_What needs to be done_: Each line below should be reproduced without any alteration.

Referring expression data:
────────────────
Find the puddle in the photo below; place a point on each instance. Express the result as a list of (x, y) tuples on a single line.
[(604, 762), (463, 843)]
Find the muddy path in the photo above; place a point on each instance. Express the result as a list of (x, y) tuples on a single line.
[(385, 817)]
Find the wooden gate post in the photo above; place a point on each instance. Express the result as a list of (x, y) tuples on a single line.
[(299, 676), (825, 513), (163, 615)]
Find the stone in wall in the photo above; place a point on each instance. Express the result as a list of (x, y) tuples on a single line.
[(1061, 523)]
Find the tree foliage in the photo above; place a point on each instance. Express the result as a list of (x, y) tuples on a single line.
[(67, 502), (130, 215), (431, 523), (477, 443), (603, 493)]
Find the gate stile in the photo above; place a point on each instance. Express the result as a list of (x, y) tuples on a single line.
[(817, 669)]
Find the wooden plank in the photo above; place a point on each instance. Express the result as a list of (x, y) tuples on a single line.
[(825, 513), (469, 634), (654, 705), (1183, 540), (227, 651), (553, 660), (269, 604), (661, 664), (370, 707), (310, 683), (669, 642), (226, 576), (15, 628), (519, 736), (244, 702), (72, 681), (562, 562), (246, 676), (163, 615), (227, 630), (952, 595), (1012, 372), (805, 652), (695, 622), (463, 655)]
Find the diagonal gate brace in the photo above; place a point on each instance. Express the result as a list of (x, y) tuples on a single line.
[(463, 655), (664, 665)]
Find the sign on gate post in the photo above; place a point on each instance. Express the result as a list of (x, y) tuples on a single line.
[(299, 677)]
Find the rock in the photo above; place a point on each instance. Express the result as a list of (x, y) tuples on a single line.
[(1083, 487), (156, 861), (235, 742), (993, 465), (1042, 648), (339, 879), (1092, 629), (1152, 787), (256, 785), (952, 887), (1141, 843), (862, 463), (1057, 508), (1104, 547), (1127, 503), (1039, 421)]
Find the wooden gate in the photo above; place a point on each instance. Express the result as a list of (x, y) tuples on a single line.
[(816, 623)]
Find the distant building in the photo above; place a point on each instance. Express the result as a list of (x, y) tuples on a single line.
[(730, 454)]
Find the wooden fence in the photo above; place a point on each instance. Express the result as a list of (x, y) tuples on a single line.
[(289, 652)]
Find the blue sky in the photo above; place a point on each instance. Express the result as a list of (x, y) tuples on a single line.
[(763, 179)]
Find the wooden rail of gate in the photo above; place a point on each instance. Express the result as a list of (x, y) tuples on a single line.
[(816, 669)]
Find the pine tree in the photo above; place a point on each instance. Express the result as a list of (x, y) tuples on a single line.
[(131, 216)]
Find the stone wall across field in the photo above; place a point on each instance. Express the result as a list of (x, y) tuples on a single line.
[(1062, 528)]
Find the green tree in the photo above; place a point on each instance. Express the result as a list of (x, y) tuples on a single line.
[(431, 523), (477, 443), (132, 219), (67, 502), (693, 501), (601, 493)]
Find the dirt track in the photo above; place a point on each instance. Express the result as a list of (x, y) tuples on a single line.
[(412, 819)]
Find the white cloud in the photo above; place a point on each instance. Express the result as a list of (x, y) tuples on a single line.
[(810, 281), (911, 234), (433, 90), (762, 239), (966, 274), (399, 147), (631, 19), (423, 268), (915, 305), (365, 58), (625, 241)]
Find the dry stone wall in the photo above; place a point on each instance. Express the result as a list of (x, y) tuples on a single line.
────────────────
_Task result_:
Find the puddle in the photo below; place a point on each instance. Express the result as a list of (x, y) tuples on a single line.
[(604, 762), (463, 843)]
Find the muddy path in the photo above; place a point on each instance. Express the result as a list of (x, y) tuples on a single line.
[(385, 817)]
Find the wooden gate post in the photo above; place a point on each instance. Express the result as a list of (x, y) tuples on a single line.
[(299, 676), (825, 513), (163, 615)]
Find the stone in wall in the photo above; place a point on each instance. Express the result as a list of (x, y) tuples on a single line.
[(1061, 523)]
Find the tree foliage in the photo above; place a point on each instance. Express the result as a list of (x, y) tuples on a single line.
[(67, 502), (130, 215), (431, 523), (477, 443), (603, 493)]
Find the gate stile in the photo above; place a point on each instance. Express the result as a list of (x, y) tuples on a single line.
[(817, 669)]
Find the wooden plank in the photo above; place a point on each instance. Express the result as a list of (x, y) tuples on a single line.
[(825, 513), (469, 634), (654, 705), (1183, 540), (227, 651), (553, 660), (269, 604), (661, 664), (370, 707), (310, 683), (669, 642), (226, 576), (15, 628), (519, 736), (244, 702), (72, 681), (562, 562), (246, 676), (163, 615), (227, 630), (952, 595), (1012, 372), (805, 652), (695, 622), (463, 655)]
Find the diagonal gate brace in the photo above; place a point on each instance. Express the result as a list of (x, y) tuples on a single line.
[(463, 655), (664, 665)]
Find the sign on gate post in the photo above; place a point on each instance. Express the result as a list of (x, y) tuples on a single line.
[(299, 677)]
Find the rock in the photo above; place a point on each instance. Express the result as a list of (x, y) tuples on a single line.
[(1083, 487), (156, 861), (235, 742), (993, 465), (1042, 648), (339, 879), (1092, 629), (1152, 787), (256, 785), (952, 887), (1141, 843), (862, 463), (1057, 508), (1104, 547), (1127, 503), (1039, 421)]
Find the wooden gate in the photo above; place a point on each instance. Express the result as a list of (x, y) tuples on a single line.
[(816, 623)]
Find the distant building in the photo above; place a point on each instance. Express the result as a list of (x, y) tuples on a single line.
[(730, 454)]
Find the wooden fence in the photo above; place a point on each instance. Express the result as a list of (x, y) tuples on a single line.
[(289, 652)]
Find the blue sky in the photo above; place a point on each instance. Express the result as a list of (x, y) tuples on a single line.
[(763, 179)]
Find the wooden rail of gate in the photo above; place a point on each instance. Express the result as a list of (x, y) tuples on a single line.
[(816, 669)]
Find the pine tree in the photo above; place a point on each instance. Express the result as a list of (x, y) tuples on a single line.
[(131, 216)]
Find the stone wall across field in the photo above; place a point on each instance. Express the result as a list of (x, y) tuples on a single line.
[(1062, 528)]
Find the green tree in the photo above; place a point on each instance. Express the result as a list of (x, y) tuples on a single line.
[(431, 523), (477, 443), (132, 219), (67, 502), (693, 501), (601, 493)]
Find the dirt track in the photo above; place a point on each instance. Express the result as a list of (x, y) tuples on a single line.
[(412, 819)]
Find the white cloud in the photo above; place a point on each instance. Express the result as a list of (x, y) tuples on a single line.
[(810, 281), (911, 234), (433, 90), (762, 239), (966, 274), (399, 147), (631, 19), (423, 268), (915, 305), (365, 58), (625, 241)]
Find the dry stone wall in the photo above; place a point on each instance. Express the result as a list of (x, y) tuples on a single line.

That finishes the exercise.